### STATED TASK
Can you repeat word for word the rows starting at the very first line and ending at the line containing "[[1208, 492], [873, 489]]", with both the first line and that line included?

### Position annotation rows
————

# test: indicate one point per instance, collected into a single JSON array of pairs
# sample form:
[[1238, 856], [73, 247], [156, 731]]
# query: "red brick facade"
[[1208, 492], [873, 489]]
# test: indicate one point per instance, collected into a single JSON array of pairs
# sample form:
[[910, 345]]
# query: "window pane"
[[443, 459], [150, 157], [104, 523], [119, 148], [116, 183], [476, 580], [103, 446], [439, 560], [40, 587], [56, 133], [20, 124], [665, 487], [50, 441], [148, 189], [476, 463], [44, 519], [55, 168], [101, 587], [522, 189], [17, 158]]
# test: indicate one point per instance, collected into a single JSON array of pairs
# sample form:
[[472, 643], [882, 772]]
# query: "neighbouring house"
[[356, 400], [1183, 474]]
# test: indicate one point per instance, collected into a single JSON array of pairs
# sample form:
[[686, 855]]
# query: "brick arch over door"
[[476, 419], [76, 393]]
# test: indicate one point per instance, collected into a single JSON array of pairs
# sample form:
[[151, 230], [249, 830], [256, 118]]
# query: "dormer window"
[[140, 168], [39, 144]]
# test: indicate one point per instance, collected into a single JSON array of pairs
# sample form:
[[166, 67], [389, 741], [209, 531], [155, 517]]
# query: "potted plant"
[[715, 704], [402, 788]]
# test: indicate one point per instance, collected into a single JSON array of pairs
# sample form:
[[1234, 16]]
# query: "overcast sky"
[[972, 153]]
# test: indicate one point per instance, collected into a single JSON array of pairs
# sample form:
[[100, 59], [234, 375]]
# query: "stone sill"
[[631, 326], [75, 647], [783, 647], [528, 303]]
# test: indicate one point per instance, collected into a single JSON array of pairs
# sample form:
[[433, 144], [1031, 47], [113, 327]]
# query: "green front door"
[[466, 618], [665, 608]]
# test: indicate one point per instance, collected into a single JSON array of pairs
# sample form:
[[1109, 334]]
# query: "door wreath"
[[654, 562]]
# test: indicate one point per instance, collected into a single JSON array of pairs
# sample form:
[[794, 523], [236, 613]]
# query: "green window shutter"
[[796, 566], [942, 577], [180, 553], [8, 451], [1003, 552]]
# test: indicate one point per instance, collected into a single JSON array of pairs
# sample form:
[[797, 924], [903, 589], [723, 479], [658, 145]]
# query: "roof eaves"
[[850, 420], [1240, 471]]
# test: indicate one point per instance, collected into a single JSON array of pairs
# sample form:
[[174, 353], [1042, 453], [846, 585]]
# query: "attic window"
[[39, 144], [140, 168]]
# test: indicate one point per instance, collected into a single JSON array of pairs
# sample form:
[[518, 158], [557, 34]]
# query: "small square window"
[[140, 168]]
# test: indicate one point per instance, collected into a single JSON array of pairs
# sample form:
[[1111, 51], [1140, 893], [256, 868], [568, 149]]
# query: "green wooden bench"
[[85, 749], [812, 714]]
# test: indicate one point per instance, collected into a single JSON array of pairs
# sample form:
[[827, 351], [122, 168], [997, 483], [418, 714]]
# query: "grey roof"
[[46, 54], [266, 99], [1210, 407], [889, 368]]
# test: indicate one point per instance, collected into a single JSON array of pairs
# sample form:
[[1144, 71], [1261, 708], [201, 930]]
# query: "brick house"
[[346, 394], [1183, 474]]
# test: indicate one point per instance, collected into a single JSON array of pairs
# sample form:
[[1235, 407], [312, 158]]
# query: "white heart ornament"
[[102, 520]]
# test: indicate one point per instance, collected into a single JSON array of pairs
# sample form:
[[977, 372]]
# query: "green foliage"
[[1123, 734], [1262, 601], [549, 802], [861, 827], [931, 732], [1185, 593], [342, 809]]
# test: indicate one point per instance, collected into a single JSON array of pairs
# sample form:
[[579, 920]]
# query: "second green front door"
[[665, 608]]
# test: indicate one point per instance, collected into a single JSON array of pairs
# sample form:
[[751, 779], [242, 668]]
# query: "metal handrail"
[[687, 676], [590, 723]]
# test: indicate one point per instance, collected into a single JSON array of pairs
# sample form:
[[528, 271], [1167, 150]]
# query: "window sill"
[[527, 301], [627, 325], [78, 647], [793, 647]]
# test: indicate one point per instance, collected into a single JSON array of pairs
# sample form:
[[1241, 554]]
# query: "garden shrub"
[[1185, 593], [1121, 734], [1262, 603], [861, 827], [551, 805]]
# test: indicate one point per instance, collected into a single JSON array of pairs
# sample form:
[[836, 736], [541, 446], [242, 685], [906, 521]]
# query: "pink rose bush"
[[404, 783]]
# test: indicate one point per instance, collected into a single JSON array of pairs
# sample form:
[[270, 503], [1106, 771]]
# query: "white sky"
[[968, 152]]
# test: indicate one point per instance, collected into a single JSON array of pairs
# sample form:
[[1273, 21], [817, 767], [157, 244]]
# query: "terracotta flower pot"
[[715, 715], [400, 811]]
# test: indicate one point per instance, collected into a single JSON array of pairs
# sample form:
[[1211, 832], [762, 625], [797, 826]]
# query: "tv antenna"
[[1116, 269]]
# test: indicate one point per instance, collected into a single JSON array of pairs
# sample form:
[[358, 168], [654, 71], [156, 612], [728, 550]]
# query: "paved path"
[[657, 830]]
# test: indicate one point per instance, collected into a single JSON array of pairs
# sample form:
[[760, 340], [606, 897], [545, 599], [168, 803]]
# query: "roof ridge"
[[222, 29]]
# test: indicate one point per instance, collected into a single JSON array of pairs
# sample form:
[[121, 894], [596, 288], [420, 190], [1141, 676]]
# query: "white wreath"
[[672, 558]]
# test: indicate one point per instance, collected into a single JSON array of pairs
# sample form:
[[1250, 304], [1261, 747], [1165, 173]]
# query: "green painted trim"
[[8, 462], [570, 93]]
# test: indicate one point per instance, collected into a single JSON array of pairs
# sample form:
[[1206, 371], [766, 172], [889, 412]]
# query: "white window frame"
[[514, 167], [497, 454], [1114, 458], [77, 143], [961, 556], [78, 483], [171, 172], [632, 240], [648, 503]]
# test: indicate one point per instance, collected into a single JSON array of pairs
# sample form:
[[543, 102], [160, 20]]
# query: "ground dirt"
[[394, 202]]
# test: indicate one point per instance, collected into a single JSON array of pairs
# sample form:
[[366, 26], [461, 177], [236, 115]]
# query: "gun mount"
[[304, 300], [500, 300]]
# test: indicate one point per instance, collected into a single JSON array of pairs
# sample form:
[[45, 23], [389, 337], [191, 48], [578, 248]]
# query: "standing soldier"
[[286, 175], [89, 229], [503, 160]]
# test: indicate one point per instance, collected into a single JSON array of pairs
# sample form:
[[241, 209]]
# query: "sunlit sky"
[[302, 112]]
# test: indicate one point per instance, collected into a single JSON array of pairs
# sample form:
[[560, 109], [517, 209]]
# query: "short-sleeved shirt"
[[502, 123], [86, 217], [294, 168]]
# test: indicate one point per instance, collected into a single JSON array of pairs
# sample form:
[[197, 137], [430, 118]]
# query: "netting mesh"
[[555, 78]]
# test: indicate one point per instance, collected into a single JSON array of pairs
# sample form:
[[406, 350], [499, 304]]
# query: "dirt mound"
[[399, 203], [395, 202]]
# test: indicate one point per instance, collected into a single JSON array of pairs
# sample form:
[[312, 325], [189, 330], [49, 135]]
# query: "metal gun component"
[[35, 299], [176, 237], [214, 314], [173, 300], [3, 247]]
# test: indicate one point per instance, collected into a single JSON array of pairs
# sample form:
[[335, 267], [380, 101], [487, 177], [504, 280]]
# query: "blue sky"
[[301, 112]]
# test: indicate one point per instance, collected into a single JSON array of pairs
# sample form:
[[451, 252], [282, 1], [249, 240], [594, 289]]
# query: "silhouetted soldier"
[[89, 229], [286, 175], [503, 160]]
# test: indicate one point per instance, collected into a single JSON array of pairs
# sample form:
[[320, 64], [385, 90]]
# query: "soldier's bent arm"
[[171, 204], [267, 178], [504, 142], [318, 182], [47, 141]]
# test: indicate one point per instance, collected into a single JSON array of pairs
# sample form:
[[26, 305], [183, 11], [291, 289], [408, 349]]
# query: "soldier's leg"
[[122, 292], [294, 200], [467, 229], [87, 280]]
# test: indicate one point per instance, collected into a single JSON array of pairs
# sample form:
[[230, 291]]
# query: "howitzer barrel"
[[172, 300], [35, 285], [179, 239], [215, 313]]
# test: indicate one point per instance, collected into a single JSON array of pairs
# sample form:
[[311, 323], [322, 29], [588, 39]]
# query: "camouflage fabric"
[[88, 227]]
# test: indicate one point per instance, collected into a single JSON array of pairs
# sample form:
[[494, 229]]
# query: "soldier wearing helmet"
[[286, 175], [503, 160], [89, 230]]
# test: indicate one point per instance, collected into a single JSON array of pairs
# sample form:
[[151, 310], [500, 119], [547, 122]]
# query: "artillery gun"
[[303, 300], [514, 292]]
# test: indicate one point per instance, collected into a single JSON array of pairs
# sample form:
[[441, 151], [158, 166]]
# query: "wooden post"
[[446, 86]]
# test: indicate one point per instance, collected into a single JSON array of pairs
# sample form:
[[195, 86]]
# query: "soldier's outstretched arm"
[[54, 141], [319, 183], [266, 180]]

————

### ANSWER TO THE PROBLEM
# test: indicate one point per instance, collected into a single JSON array of pairs
# sample form:
[[1238, 856], [73, 247], [156, 731]]
# query: "red brick facade"
[[1208, 492], [873, 489]]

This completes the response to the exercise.